__演習の目的__.
「Q: In the photo above, mark the burnt」を含む行から「x=420, y=385」を含む行までを、両端の行も含めて一行も省かずに書き直してください。その際、解答に記された座標の数値をすべて122ずつずらし、それ以外の数値は変えないでください。

__提示データ__.
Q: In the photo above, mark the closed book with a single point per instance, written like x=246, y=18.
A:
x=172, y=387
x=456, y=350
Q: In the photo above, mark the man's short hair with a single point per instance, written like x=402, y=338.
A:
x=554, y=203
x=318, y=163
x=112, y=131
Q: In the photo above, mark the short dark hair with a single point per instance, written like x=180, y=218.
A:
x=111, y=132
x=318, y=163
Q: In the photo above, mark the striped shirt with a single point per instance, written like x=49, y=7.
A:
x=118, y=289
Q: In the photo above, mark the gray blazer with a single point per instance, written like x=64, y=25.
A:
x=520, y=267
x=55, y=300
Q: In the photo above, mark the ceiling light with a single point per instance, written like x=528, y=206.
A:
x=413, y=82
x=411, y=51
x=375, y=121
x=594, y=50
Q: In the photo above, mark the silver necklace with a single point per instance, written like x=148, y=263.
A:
--
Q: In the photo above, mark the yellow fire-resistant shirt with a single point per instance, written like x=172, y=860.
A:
---
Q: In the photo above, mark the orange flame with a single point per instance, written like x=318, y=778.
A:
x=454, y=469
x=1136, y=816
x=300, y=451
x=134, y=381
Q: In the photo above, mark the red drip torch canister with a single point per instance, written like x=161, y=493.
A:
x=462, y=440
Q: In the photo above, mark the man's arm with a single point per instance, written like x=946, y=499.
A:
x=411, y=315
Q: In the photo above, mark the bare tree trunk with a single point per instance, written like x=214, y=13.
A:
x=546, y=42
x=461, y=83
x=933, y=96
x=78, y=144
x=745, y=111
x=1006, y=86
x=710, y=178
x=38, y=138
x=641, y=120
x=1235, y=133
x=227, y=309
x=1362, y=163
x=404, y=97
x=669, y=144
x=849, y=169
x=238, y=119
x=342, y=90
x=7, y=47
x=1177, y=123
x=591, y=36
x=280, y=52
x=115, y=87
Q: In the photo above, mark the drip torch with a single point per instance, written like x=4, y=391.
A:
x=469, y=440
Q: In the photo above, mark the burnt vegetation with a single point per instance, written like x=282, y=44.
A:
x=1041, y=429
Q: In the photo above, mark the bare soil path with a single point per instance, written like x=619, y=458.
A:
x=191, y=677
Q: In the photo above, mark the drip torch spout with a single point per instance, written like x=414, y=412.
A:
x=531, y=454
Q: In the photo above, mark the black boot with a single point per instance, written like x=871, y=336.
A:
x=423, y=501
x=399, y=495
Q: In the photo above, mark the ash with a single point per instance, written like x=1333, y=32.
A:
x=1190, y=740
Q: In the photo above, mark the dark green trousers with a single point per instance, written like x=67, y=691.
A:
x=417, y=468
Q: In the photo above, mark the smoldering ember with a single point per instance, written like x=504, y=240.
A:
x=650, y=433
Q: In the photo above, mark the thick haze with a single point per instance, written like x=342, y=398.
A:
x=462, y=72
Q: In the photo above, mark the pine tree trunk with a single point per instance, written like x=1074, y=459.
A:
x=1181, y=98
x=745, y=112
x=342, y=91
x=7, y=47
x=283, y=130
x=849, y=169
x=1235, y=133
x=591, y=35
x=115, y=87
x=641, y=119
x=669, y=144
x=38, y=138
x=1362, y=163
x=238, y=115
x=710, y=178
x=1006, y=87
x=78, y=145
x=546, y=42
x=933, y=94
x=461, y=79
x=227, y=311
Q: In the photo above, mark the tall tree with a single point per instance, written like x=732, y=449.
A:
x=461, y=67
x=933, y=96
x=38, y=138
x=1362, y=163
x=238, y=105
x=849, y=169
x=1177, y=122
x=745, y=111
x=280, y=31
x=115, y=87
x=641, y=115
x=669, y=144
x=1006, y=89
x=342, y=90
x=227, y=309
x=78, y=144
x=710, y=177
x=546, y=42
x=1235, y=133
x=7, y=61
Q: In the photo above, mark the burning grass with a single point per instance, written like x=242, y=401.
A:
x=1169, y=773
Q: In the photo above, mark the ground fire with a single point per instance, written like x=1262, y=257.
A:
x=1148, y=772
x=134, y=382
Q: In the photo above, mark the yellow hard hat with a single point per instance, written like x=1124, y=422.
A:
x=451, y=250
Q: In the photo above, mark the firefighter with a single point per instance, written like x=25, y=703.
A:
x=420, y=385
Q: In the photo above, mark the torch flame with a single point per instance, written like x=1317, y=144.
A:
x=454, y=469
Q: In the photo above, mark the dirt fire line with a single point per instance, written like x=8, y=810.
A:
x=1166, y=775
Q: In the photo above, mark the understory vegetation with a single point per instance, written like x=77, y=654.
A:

__演習の解答__.
Q: In the photo above, mark the burnt vegetation with a single point per instance, written like x=282, y=44.
A:
x=1163, y=551
Q: In the photo above, mark the bare soil path with a single point per instance, written like x=619, y=458.
A:
x=313, y=799
Q: In the photo above, mark the drip torch spout with a single point per instance, written like x=414, y=412.
A:
x=653, y=576
Q: In the photo above, mark the black boot with a single point per instance, written like x=871, y=336.
A:
x=545, y=623
x=521, y=617
Q: In the photo above, mark the ash with a single point per instance, written like x=1333, y=32.
A:
x=1312, y=862
Q: In the photo above, mark the dark green trousers with a single point per instance, written like x=67, y=691.
A:
x=539, y=590
Q: In the photo above, mark the smoldering ember with a single point per instance, written like x=504, y=240.
A:
x=772, y=555
Q: In the photo above, mark the thick haze with a single point per instance, written like x=342, y=398.
A:
x=584, y=194
Q: In the photo above, mark the pine tree trunk with a single point per instance, written like x=1074, y=459.
A:
x=1303, y=220
x=867, y=234
x=464, y=213
x=129, y=169
x=405, y=252
x=971, y=291
x=1357, y=255
x=713, y=157
x=237, y=209
x=763, y=241
x=791, y=266
x=160, y=260
x=1484, y=285
x=360, y=237
x=832, y=300
x=1128, y=209
x=200, y=267
x=668, y=164
x=1055, y=216
x=583, y=201
x=349, y=433
Q: In the photo above, mark the tall tree with a single point per instance, written like x=732, y=449.
A:
x=583, y=189
x=1055, y=218
x=160, y=260
x=1484, y=285
x=360, y=227
x=971, y=291
x=1299, y=244
x=867, y=233
x=402, y=153
x=237, y=209
x=763, y=237
x=791, y=266
x=1128, y=211
x=464, y=212
x=349, y=431
x=200, y=266
x=832, y=299
x=668, y=164
x=1357, y=255
x=129, y=183
Q: In the photo above, mark the burning grass with a single point per instance, written like x=242, y=401.
A:
x=1291, y=895
Q: In the photo above, mark the ground fire with a single point per instance, written like x=1262, y=257.
A:
x=1270, y=894
x=256, y=504
Q: In the photo above, mark the yellow hard hat with a single point per instance, written like x=1124, y=422.
A:
x=573, y=372
Q: In the photo above, mark the firefighter with a single point per instance, written like x=25, y=703.
A:
x=542, y=507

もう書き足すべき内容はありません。